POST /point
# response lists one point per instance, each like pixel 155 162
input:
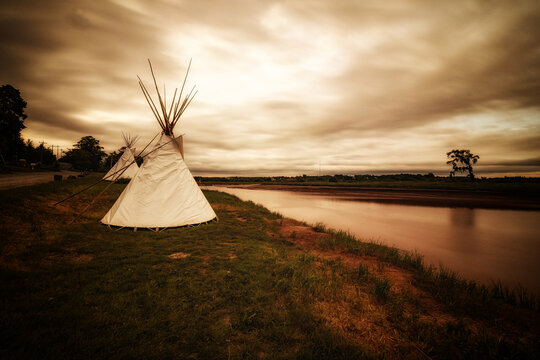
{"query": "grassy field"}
pixel 253 285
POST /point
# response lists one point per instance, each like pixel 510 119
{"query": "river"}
pixel 479 244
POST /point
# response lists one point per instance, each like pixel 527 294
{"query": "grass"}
pixel 240 289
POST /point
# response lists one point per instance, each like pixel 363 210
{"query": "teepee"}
pixel 126 167
pixel 163 193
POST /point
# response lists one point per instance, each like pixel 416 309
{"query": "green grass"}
pixel 81 290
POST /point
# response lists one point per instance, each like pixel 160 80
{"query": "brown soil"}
pixel 358 316
pixel 306 239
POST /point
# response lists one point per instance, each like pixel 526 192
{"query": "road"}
pixel 10 181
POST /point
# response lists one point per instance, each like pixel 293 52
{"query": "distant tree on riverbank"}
pixel 462 161
pixel 12 117
pixel 86 155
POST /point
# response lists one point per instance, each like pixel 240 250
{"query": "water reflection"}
pixel 480 244
pixel 462 217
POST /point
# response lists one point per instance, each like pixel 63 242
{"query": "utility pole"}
pixel 41 152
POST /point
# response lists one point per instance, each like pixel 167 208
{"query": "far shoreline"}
pixel 412 197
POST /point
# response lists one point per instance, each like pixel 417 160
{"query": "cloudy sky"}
pixel 288 87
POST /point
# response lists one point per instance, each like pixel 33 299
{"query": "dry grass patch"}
pixel 178 255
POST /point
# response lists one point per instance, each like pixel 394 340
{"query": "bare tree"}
pixel 462 161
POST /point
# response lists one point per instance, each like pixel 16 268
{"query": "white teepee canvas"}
pixel 125 167
pixel 163 193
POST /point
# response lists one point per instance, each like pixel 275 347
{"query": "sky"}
pixel 288 87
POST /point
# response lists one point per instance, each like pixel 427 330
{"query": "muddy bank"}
pixel 445 198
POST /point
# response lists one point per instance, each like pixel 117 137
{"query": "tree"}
pixel 86 155
pixel 12 117
pixel 462 161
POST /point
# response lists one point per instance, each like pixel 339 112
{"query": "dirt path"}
pixel 10 181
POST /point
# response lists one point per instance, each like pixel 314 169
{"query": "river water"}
pixel 479 244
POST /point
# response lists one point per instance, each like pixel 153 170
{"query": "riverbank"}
pixel 419 197
pixel 253 285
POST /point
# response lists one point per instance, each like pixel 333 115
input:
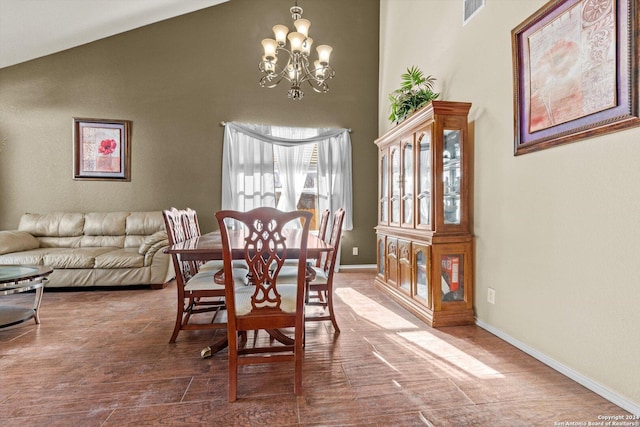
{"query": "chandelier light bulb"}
pixel 302 26
pixel 295 40
pixel 306 46
pixel 319 69
pixel 270 46
pixel 280 32
pixel 324 52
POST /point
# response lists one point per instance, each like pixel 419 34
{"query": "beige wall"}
pixel 177 80
pixel 557 231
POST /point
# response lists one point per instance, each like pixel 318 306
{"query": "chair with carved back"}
pixel 322 230
pixel 322 281
pixel 197 291
pixel 265 304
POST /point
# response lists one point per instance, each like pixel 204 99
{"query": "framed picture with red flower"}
pixel 101 149
pixel 575 72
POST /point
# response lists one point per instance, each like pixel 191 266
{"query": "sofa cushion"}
pixel 102 241
pixel 52 224
pixel 60 242
pixel 121 258
pixel 30 257
pixel 144 223
pixel 16 241
pixel 74 258
pixel 150 241
pixel 105 223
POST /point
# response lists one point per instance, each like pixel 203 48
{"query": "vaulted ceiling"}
pixel 33 28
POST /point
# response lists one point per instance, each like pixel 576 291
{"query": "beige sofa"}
pixel 92 249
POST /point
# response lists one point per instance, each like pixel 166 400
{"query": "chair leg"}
pixel 299 355
pixel 179 315
pixel 331 313
pixel 233 365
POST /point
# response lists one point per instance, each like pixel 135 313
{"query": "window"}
pixel 288 168
pixel 308 199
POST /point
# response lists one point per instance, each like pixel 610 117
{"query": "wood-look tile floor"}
pixel 102 358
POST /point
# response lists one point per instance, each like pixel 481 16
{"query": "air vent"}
pixel 470 8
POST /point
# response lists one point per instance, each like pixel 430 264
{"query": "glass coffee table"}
pixel 21 278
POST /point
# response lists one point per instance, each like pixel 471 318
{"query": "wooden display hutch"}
pixel 424 232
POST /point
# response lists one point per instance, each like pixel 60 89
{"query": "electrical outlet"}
pixel 491 295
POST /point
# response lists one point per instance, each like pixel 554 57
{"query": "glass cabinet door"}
pixel 384 188
pixel 381 256
pixel 395 186
pixel 452 277
pixel 424 178
pixel 451 176
pixel 404 265
pixel 422 271
pixel 407 183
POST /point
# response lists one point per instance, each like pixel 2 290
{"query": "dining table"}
pixel 208 247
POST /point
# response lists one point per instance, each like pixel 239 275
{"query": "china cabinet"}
pixel 424 231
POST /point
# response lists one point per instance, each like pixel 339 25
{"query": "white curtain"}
pixel 248 175
pixel 247 171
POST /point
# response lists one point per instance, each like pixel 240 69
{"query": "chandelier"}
pixel 297 69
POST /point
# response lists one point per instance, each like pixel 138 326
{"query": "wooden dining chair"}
pixel 322 281
pixel 197 291
pixel 265 304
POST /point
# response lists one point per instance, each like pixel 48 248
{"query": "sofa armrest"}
pixel 16 241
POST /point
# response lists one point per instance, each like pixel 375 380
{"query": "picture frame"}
pixel 101 149
pixel 575 72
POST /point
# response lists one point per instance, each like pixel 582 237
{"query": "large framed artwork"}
pixel 101 149
pixel 575 68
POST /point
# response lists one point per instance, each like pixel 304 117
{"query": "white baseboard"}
pixel 577 377
pixel 357 266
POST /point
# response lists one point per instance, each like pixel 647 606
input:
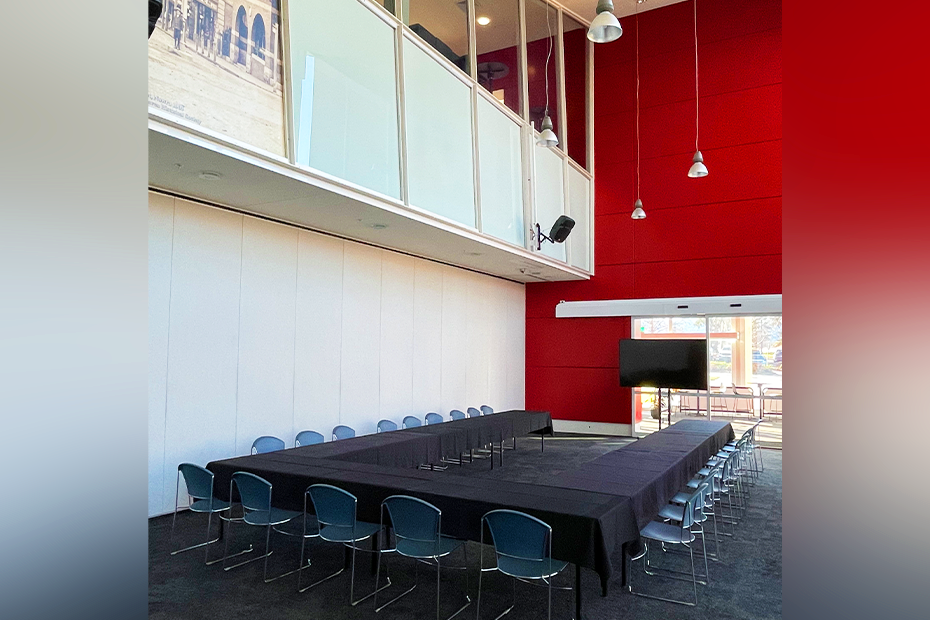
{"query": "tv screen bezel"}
pixel 671 384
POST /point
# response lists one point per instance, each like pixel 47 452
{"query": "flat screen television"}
pixel 680 364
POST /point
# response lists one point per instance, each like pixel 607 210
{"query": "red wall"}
pixel 719 235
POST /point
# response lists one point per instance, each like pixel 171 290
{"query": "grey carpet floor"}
pixel 745 584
• • • •
**Work to be completed:** Write the material out again exactly as it appears, dropping the pictures.

**Problem solution:**
POST /point
# response lists one point per instance, each like pixel 155 162
input:
{"query": "grassy field"}
pixel 253 285
POST /point
# response lists one point per instance, each like pixel 510 119
{"query": "river"}
pixel 479 244
POST /point
# response lists one point per instance, each like pixel 527 294
{"query": "grass"}
pixel 240 289
POST /point
# response lists one point per instance, each like pixel 363 210
{"query": "teepee"}
pixel 126 167
pixel 163 193
POST /point
# response lists one point per instance, each like pixel 416 309
{"query": "green grass"}
pixel 81 290
POST /point
# response lists one point per instance, each like pixel 160 80
{"query": "brown soil"}
pixel 358 316
pixel 306 239
POST /point
# response lists one point per instance, each like pixel 526 192
{"query": "road"}
pixel 10 181
POST /point
# response lists one point per instance, each like pixel 293 52
{"query": "distant tree on riverbank"}
pixel 462 161
pixel 12 117
pixel 86 155
POST /point
# response lists one point per instance, each like pixel 240 250
{"query": "water reflection"}
pixel 480 244
pixel 462 217
POST /point
# response lists one point per instance, each like pixel 63 242
{"query": "utility pole"}
pixel 41 152
POST /point
# response lists one point per instance, each like pixel 167 208
{"query": "far shoreline"}
pixel 412 197
POST /point
# response lists one point per instance, each like pixel 417 160
{"query": "cloudy sky"}
pixel 288 87
POST /point
# response lists one point per instance, each like pixel 33 299
{"query": "dry grass patch"}
pixel 178 255
POST /point
# response lists one point per instance, each like pixel 394 340
{"query": "bare tree"}
pixel 462 161
POST /point
# response lists one point per instance, each like pixel 16 268
{"query": "white teepee canvas"}
pixel 125 167
pixel 163 193
POST /point
# response lists one point per instance, each like pixel 275 347
{"query": "sky"}
pixel 288 87
POST /point
# response lists one point per instance, each like pixel 427 330
{"query": "muddy bank"}
pixel 445 198
POST /point
# response lists one point per instance, each like pixel 117 137
{"query": "tree"}
pixel 86 155
pixel 12 117
pixel 462 161
POST /point
# response lists one point per instance, each like pixel 339 112
{"query": "dirt path"}
pixel 10 181
POST /point
# response lists one point per instance, each like pixel 314 169
{"query": "river water"}
pixel 479 244
POST /point
# response lists one point per instance, each like pixel 153 170
{"query": "riverbank"}
pixel 419 197
pixel 253 285
POST /point
# response lists one point per instance, each like pixel 333 115
input:
{"query": "chandelier light bulb"}
pixel 302 26
pixel 295 40
pixel 306 46
pixel 319 69
pixel 270 46
pixel 280 32
pixel 324 52
POST /point
# response lists one point per instance, each like pixel 419 34
{"query": "beige wall"}
pixel 177 80
pixel 557 231
POST /point
# response lists one point per instance, each like pixel 318 306
{"query": "chair with carved back"}
pixel 322 230
pixel 322 281
pixel 197 291
pixel 265 304
POST /point
# response lists one point per instance, each like pixel 204 99
{"query": "framed picture with red flower"}
pixel 101 149
pixel 575 72
POST /point
# response lists one point per instance, each like pixel 191 266
{"query": "sofa cushion"}
pixel 102 241
pixel 52 224
pixel 60 242
pixel 121 258
pixel 30 257
pixel 144 223
pixel 16 241
pixel 74 258
pixel 150 241
pixel 105 223
POST /point
# response lists one point per instance, each like pixel 203 48
{"query": "vaulted ceiling"}
pixel 33 28
POST /point
# response lists one point per instance, each like pixel 576 291
{"query": "beige sofa"}
pixel 92 249
POST /point
# response lists one point per instance, each like pixel 166 400
{"query": "chair leg"}
pixel 299 355
pixel 179 315
pixel 331 313
pixel 233 365
POST /point
# response lists one point per instance, each like pixel 135 313
{"query": "window"}
pixel 288 168
pixel 308 199
POST /point
# response lists one point per instance, each like pixel 610 117
{"query": "wood-look tile floor"}
pixel 102 358
POST /point
# response lists one point per instance, each like pixel 481 16
{"query": "air vent"}
pixel 470 8
POST /point
# response lists one point per instance, each like pixel 430 264
{"query": "glass coffee table"}
pixel 21 278
POST /point
# response lists one point per instance, each like pixel 471 318
{"query": "wooden display hutch"}
pixel 424 232
POST /point
# response lists one point per instance, each like pixel 60 89
{"query": "electrical outlet"}
pixel 491 295
POST /point
# response lists one point per instance, each like pixel 554 57
{"query": "glass cabinet door"}
pixel 384 188
pixel 381 256
pixel 395 186
pixel 452 277
pixel 424 178
pixel 451 176
pixel 404 265
pixel 422 271
pixel 407 183
POST /point
# response lists one point per instance, each like pixel 2 290
{"query": "dining table"}
pixel 208 247
POST /point
# response lists one point per instance, each like pixel 239 275
{"query": "china cabinet"}
pixel 424 231
POST /point
# response lists one point per instance, each like pixel 339 25
{"query": "white curtain"}
pixel 248 175
pixel 247 171
POST /point
# response lists one point per instance, each like pixel 240 69
{"query": "chandelier"}
pixel 297 69
POST /point
# response lists one point per instance, each like pixel 138 326
{"query": "wooden dining chair"}
pixel 322 281
pixel 197 291
pixel 265 304
POST /point
# response lists one point per instance, each like pixel 48 248
{"query": "sofa armrest"}
pixel 16 241
POST /point
# response lists one point per instance, each like pixel 375 380
{"query": "picture frame"}
pixel 101 149
pixel 575 72
POST /point
# response lists one point per instance, each like pixel 582 237
{"query": "large framed artwork"}
pixel 101 149
pixel 575 68
POST /point
# response lists one point per instance, each like pixel 304 117
{"query": "white baseboard"}
pixel 577 377
pixel 357 266
POST /point
# response lists one point per instance, each like pixel 647 606
input:
{"query": "tv screen bezel"}
pixel 671 384
POST /point
# response lists one point per instance, each like pixel 47 452
{"query": "flat screen television"}
pixel 680 364
POST /point
# response lists one point per instance, each like pixel 607 210
{"query": "red wall"}
pixel 719 235
POST /point
# response lists one point per instance, each like pixel 171 290
{"query": "grey carpet floor"}
pixel 745 584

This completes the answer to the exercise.